Repeat each entry word for word. Leave any images out of the copy.

┄┄┄┄┄┄

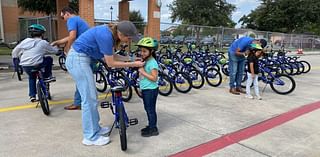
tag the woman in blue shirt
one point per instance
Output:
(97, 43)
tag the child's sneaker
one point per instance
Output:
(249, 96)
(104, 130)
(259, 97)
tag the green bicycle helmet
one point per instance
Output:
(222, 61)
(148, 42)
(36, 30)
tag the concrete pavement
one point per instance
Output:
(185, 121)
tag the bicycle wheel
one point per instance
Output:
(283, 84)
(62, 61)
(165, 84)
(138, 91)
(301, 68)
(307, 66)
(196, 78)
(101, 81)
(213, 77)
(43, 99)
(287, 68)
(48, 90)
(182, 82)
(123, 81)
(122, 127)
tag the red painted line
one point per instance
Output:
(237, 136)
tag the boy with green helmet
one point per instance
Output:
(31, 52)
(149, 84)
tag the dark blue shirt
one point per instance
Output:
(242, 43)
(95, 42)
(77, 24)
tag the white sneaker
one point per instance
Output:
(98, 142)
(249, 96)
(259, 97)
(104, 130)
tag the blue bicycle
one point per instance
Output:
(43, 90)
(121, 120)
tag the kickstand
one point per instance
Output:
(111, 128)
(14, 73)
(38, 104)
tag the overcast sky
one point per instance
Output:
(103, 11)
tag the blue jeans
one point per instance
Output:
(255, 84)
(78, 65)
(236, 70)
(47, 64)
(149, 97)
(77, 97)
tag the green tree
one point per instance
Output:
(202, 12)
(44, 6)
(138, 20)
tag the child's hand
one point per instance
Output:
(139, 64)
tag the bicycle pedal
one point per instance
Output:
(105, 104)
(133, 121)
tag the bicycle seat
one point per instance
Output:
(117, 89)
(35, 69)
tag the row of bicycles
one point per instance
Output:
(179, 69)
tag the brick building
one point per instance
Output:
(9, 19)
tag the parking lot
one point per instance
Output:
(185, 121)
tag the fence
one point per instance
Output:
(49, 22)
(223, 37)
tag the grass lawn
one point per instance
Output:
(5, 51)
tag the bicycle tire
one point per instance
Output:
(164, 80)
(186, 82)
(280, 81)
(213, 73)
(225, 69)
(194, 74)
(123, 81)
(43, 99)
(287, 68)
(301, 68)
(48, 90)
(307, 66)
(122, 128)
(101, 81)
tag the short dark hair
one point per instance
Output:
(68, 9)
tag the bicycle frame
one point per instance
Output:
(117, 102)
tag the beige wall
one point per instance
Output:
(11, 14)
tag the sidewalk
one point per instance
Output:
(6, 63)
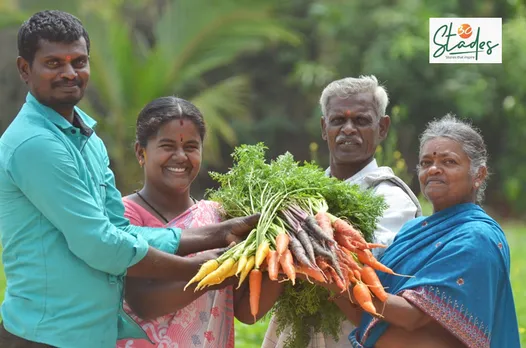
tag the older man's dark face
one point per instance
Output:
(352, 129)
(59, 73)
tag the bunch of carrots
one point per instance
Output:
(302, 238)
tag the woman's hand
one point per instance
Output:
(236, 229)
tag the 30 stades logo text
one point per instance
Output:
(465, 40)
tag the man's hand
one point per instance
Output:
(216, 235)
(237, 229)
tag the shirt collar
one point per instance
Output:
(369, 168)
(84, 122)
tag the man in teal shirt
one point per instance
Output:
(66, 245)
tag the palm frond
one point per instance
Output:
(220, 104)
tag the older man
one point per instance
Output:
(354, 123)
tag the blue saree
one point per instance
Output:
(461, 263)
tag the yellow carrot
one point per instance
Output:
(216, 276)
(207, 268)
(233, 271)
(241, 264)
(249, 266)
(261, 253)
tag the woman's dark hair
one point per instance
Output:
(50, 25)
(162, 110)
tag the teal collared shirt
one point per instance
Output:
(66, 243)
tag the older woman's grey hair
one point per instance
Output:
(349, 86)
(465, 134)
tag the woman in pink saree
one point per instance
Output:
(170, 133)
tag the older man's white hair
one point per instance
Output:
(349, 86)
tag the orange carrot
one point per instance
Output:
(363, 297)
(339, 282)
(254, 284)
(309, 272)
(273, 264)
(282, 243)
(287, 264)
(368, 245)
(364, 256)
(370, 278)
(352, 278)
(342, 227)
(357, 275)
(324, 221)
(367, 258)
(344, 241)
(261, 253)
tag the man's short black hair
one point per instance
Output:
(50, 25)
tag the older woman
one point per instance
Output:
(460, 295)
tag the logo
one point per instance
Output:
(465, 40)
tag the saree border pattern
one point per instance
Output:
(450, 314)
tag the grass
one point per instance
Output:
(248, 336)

┄┄┄┄┄┄

Result for this task:
tag the woman in blue shirt
one point per instance
Output:
(97, 43)
tag the child's sneaker
one point per instance
Output:
(249, 96)
(104, 130)
(259, 97)
tag the green bicycle helmet
one point per instance
Output:
(222, 61)
(148, 42)
(36, 30)
tag the concrete pavement
one point per instance
Output:
(185, 121)
tag the bicycle wheel
one point per instance
Output:
(283, 84)
(62, 61)
(165, 84)
(138, 91)
(301, 68)
(307, 66)
(196, 78)
(101, 81)
(213, 77)
(43, 99)
(287, 68)
(48, 90)
(182, 82)
(123, 81)
(122, 127)
tag the red painted line
one point per instance
Output:
(237, 136)
tag the boy with green helmet
one point per instance
Output:
(31, 52)
(149, 84)
tag the dark blue shirt
one point per instance
Output:
(242, 43)
(95, 42)
(77, 24)
tag the white sneaker
one point per instance
Output:
(98, 142)
(249, 96)
(259, 97)
(104, 130)
tag the blue bicycle
one point per instance
Output:
(43, 90)
(121, 120)
tag the kickstand
one point per instance
Output:
(111, 128)
(14, 73)
(38, 104)
tag the overcast sky
one point per instance
Output:
(103, 11)
tag the blue jeans
one point per instance
Output:
(255, 84)
(78, 65)
(236, 70)
(47, 64)
(149, 97)
(77, 97)
tag the green tree
one point per instance
Output:
(202, 12)
(44, 6)
(138, 20)
tag the child's hand
one point per instance
Output:
(139, 64)
tag the bicycle pedal
one point per instance
Output:
(105, 104)
(133, 121)
tag the bicycle seat
one point per instance
Output:
(117, 89)
(35, 69)
tag the row of bicycles
one point per instance
Output:
(179, 69)
tag the brick building
one point per instance
Output:
(9, 19)
tag the parking lot
one point per instance
Output:
(185, 121)
tag the fence
one point per instance
Output:
(49, 22)
(223, 37)
tag the grass lawn
one point per instance
Output:
(5, 51)
tag the bicycle tire
one point per instance
Output:
(164, 80)
(186, 82)
(280, 81)
(213, 73)
(225, 69)
(194, 74)
(123, 81)
(43, 99)
(287, 68)
(301, 68)
(48, 90)
(307, 66)
(122, 128)
(101, 81)
tag the short dark hair
one point per instance
Output:
(68, 9)
tag the bicycle frame
one point per instance
Output:
(117, 102)
tag the beige wall
one point per instance
Output:
(11, 14)
tag the sidewalk
one point per instance
Output:
(6, 63)
tag the older man's dark face
one point per instance
Output:
(352, 129)
(59, 73)
tag the bunch of carrots
one point per instance
Output:
(302, 238)
tag the woman's hand
one point per instance
Output:
(236, 229)
tag the 30 stades logo text
one point per instance
Output:
(465, 40)
tag the man's hand
one point per instance
Output:
(216, 235)
(237, 229)
tag the shirt collar
one point per instance
Output:
(369, 168)
(84, 122)
tag the man in teal shirt
one point per instance
Output:
(66, 245)
tag the palm frond
one point per instance
Output:
(220, 104)
tag the older man
one point per instance
Output:
(354, 123)
tag the blue saree
one point per instance
Output:
(461, 263)
tag the yellow carrot
one point per instance
Output:
(216, 276)
(207, 268)
(233, 271)
(241, 264)
(249, 266)
(261, 253)
tag the woman's dark hair
one point per instance
Output:
(50, 25)
(162, 110)
tag the teal collared shirt
one point per instance
Output:
(66, 243)
tag the older woman's grey hair
one point per instance
Output:
(349, 86)
(465, 134)
tag the woman in pink saree
one point per instance
Output:
(170, 133)
tag the older man's white hair
one point per instance
Output:
(349, 86)
tag the orange carrot
one point per instance
Output:
(363, 297)
(339, 282)
(254, 284)
(309, 272)
(273, 264)
(282, 243)
(287, 264)
(368, 245)
(364, 256)
(370, 278)
(352, 278)
(342, 227)
(357, 275)
(324, 221)
(367, 258)
(344, 241)
(261, 253)
tag the man's short black hair
one point per instance
Output:
(50, 25)
tag the older woman
one point per instance
Output:
(460, 295)
tag the logo
one point per instance
Output:
(465, 40)
tag the saree border pattern
one point per instance
Output:
(450, 314)
tag the grass
one point per instance
Output:
(248, 336)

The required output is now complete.